§ Document excerpt:

He says beta-2 agonist drugs include variants that may increase the likelihood
of someone with severe asthma suffering a fatal attack.

‘It is a possible explanation of the anomalous sudden deaths,’ says
John Morley, a pharmacologist at Sandoz Pharma in Basel, Switzerland, which
makes a different type of asthma drug. ‘It would explain why people who
inhale frequently while they wait for the ambulance are dead on arrival.’

Beta-2 agonists such as salbutamol, marketed as Ventolin, bring quick
relief during potentially fatal asthma attacks by expanding the airways
in the lungs, making breathing easier. However, there is evidence that patients
who take the drugs regularly may be making their asthma worse. Worried that
this may partly explain the recent increase in the number of deaths from
asthma, many doctors are encouraging sufferers to reduce the amount of beta-2
agonists they take.

Now, experiments on the effect of salbutamol in guinea pigs, carried
out by Morley, may explain why beta-2 agonists make things worse.

Salbutamol and other beta-2 agonists are manufactured as mixtures of
two isomers, molecules that are mirror images of one another. Only the left-handed
isomer of salbutamol expands airways. The right-handed isomer was believed
to be biologically inert. But Morley’s research suggests it may make airways
more sensitive to the allergens which cause the airways to narrow. He found
that injections of the right-handed isomer increased the tendency of the
airways of guinea pigs to constrict.

‘Patients using salbutamol or other beta-2 agonists to control their
asthma may be administering a noxious agent together with the active drug,’
he says.

§ Given entries:
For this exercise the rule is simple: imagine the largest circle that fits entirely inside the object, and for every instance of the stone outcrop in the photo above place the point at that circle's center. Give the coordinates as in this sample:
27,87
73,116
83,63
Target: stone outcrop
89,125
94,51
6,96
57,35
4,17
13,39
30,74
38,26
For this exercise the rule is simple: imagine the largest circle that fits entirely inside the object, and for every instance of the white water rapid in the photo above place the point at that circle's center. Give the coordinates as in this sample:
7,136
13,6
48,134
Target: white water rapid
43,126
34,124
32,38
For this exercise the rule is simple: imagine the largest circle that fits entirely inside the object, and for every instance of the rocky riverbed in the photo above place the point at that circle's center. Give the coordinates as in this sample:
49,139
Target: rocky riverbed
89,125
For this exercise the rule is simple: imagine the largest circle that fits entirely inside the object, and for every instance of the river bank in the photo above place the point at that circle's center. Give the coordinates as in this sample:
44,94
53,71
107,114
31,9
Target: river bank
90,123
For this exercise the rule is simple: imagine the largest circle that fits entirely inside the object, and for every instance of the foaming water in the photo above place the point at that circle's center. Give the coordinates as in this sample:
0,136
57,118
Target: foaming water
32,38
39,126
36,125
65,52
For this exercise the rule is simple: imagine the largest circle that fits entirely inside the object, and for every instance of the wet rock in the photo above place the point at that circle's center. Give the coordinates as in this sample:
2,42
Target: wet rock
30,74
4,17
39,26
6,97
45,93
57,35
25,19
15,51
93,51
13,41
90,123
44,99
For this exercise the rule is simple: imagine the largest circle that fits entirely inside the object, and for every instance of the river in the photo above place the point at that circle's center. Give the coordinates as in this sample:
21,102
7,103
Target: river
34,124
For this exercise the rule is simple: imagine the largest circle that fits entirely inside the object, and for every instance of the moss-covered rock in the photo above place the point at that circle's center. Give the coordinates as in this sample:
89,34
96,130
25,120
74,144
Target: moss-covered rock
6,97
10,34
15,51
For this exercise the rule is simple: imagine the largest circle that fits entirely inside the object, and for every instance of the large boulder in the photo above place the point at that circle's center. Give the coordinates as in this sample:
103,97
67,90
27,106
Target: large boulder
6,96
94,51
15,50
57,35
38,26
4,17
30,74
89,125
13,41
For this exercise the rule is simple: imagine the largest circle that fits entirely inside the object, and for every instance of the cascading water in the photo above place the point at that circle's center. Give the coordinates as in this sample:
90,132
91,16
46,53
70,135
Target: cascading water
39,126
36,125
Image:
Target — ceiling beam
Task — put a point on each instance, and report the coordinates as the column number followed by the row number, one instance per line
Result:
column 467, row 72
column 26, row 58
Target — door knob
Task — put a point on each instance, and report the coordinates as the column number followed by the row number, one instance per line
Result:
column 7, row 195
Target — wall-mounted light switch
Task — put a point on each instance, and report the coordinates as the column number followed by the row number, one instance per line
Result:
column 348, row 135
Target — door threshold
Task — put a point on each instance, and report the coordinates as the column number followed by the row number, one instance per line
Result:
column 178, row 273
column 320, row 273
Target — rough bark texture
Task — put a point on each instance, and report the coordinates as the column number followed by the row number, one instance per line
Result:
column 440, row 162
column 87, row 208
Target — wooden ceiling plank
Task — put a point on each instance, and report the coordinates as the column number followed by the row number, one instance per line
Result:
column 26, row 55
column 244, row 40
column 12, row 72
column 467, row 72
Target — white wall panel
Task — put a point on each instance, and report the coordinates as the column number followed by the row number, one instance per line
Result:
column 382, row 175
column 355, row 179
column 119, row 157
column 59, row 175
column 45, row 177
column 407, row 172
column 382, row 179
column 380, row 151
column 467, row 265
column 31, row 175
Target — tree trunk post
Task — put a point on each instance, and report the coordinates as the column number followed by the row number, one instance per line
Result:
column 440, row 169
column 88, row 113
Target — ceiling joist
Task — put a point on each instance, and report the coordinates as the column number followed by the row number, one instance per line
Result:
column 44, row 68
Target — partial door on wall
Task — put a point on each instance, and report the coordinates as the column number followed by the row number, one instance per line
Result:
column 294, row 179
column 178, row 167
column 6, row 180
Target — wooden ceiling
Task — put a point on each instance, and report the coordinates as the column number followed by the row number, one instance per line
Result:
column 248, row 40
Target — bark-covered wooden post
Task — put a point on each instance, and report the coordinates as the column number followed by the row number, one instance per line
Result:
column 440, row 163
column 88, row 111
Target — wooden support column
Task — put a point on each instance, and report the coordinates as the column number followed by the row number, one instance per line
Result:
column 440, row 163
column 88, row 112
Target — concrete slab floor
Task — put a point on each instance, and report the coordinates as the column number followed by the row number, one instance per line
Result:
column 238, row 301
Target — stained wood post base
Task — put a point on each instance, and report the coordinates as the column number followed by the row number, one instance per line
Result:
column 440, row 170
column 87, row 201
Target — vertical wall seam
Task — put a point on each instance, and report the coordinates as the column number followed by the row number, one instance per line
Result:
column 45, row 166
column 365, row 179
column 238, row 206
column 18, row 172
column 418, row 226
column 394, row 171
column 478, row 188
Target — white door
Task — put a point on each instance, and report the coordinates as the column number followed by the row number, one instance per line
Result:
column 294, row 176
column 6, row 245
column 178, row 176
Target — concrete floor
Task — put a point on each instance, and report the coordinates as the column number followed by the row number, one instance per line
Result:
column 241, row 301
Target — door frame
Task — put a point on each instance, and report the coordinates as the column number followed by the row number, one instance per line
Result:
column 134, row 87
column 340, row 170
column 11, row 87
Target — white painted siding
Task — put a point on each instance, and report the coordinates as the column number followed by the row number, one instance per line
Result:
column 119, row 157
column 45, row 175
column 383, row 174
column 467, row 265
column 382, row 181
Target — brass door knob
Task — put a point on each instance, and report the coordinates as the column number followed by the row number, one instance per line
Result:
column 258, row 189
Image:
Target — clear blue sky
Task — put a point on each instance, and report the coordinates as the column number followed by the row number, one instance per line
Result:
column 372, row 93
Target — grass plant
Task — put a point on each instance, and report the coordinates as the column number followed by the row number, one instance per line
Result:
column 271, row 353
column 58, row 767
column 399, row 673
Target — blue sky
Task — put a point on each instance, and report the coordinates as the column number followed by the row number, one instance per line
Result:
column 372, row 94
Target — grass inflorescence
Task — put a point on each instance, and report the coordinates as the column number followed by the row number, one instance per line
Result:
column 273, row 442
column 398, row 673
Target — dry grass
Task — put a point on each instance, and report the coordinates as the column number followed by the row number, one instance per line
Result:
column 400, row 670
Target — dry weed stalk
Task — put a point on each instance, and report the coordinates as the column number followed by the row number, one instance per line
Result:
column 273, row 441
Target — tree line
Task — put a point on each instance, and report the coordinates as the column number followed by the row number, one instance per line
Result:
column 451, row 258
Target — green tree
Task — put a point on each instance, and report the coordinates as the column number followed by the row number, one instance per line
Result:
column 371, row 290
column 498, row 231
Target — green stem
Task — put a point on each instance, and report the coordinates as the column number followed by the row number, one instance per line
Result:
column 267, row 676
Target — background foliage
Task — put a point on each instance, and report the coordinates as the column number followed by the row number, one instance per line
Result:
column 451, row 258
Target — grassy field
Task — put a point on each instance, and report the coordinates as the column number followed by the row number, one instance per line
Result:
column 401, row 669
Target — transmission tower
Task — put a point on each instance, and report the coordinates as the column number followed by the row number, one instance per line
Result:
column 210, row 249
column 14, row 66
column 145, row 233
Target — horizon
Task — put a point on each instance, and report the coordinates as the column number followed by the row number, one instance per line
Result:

§ Description of the task:
Write the next part of the article on asthma drugs and salbutamol's isomers, picking up after its final sentence. The listing has nothing to do with what you are asked to do here.

§ Response to the exercise:
‘However, although inhalation of the right-handed isomer of salbutamol
could be causing the airways to become hyper reactive, this detrimental
effect would usually be hidden by the relaxant left-handed isomer,’ says
Morley. He found no increased constriction of the airways with a fifty-fifty
mixture of left-handed and right-handed salbutamol.

But in further experiments, Morley found that with repeated high doses,
the beneficial effect of the left-handed isomer grows weaker but the harmful
effect of the right-handed isomer does not. Morley believes this may explain
the sudden and surprising deaths of some asthmatics. People with severe
asthma often respond to an attack by taking repeated doses of their beta-2
agonist.

Miles Wilson, a spokesman for Glaxo, makers of Ventolin, says the company
has not done this kind of experiment with pure isomers and sees no reason
to do so now.

Morley has also introduced salbutamol directly into the airways of guinea
pigs at doses similar to those used by humans. These experiments confirm
the findings of his injection experiments. He has also found evidence that
the effect may be common to other beta-2 agonists.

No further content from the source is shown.